Directions>
Search the entries for the line containing "Point out the green leafy". Repeat it, then every line after it, exactly through the final line.

[Data items]
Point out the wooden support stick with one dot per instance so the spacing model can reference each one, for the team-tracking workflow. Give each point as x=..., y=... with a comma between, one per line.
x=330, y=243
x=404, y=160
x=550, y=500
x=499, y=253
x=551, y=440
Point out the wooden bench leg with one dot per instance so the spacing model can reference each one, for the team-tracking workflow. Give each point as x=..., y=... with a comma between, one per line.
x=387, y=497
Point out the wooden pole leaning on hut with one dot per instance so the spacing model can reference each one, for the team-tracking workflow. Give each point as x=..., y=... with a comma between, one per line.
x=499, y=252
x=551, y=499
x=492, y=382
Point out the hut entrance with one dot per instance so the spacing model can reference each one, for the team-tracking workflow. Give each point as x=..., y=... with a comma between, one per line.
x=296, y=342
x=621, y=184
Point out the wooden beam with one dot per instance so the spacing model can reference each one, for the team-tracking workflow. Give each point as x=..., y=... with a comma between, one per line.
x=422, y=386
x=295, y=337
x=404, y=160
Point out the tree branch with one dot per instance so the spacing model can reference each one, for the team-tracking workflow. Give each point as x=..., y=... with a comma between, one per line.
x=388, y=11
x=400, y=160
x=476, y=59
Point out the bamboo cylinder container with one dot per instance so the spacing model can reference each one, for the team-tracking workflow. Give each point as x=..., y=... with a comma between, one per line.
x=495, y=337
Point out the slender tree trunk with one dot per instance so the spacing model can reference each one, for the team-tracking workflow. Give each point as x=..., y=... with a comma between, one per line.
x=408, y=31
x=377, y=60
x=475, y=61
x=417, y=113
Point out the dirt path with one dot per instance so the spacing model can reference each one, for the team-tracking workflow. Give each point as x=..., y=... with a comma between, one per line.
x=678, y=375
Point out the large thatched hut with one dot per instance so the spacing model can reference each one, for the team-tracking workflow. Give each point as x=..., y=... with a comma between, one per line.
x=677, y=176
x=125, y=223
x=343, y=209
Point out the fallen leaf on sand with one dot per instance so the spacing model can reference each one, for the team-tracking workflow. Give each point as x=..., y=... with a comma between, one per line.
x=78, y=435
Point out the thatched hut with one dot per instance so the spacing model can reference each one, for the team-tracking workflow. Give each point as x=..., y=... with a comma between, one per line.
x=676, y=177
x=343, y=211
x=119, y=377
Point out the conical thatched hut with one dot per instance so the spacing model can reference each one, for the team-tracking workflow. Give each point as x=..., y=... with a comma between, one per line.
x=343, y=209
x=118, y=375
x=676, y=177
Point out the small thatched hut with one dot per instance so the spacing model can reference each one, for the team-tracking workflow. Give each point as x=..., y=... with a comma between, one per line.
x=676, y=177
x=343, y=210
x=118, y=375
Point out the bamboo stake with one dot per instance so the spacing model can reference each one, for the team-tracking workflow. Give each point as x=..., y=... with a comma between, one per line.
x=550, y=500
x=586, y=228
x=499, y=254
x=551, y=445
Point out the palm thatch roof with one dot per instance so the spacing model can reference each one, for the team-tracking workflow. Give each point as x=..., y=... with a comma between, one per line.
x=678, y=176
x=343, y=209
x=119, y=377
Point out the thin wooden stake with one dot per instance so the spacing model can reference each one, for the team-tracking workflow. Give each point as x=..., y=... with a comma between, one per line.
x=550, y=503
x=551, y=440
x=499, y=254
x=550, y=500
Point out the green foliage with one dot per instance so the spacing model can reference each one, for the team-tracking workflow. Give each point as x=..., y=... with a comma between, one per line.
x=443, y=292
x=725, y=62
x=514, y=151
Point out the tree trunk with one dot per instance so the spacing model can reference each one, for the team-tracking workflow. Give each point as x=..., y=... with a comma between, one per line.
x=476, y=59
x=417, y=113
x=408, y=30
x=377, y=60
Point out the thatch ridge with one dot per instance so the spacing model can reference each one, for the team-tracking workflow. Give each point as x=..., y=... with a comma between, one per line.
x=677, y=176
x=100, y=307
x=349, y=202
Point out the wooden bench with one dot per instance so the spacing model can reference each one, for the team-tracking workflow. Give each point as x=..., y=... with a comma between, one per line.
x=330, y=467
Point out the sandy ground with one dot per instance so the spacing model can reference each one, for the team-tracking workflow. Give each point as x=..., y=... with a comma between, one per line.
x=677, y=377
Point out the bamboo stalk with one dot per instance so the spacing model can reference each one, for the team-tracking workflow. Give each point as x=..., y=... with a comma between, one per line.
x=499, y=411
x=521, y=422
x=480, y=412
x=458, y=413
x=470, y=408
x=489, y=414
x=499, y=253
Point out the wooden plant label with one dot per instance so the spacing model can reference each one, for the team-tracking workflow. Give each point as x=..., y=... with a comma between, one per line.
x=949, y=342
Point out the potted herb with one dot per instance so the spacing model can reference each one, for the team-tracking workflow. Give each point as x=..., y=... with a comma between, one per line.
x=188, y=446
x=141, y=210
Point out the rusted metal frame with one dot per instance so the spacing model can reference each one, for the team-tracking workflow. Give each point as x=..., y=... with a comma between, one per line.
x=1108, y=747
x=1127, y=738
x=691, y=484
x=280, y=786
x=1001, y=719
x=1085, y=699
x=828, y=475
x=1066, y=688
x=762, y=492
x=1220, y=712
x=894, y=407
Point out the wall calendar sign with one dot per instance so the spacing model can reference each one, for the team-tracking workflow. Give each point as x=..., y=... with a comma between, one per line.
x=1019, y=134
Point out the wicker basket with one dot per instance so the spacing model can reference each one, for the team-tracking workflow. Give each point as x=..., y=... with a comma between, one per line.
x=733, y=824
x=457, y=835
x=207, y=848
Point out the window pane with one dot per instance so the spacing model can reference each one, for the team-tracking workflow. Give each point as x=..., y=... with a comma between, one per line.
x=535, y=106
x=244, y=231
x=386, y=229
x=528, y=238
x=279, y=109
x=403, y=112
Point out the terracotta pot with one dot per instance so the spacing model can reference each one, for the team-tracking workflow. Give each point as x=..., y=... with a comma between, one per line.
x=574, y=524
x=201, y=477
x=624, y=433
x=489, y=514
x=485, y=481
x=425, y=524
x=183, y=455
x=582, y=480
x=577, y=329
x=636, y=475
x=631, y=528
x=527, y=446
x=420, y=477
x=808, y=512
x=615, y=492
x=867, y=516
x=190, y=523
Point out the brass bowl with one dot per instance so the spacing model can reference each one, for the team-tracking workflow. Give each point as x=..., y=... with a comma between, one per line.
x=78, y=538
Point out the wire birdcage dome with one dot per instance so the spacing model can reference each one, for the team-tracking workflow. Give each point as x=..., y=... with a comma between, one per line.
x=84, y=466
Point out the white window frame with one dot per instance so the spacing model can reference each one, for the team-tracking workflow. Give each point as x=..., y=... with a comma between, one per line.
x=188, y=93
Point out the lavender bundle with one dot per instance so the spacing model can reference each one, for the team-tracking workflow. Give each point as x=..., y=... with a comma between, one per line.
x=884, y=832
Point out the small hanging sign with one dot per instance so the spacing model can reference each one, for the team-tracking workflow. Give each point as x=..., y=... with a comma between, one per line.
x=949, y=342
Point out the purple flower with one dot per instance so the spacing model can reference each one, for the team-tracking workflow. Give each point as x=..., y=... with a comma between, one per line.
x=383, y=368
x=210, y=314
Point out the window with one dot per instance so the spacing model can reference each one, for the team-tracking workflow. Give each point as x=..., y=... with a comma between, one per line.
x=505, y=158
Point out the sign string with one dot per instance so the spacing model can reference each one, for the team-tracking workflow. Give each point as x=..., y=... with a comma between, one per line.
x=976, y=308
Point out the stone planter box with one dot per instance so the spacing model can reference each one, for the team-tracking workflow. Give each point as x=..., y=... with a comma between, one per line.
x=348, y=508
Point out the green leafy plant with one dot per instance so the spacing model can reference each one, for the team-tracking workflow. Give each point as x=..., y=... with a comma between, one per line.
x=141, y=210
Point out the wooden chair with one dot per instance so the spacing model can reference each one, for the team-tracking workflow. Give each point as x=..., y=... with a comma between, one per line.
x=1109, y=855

Task output>
Point out the green leafy plant with one dot per instance so the spacing model can reference each one, for the team-tracking workflow. Give each point as x=..., y=... with a comma between, one per line.
x=141, y=210
Point out the wooden chair with one dot per instance so the spacing model can reference each one, for the team-tracking workflow. Give each point as x=..., y=... with a comma between, one per line.
x=1109, y=855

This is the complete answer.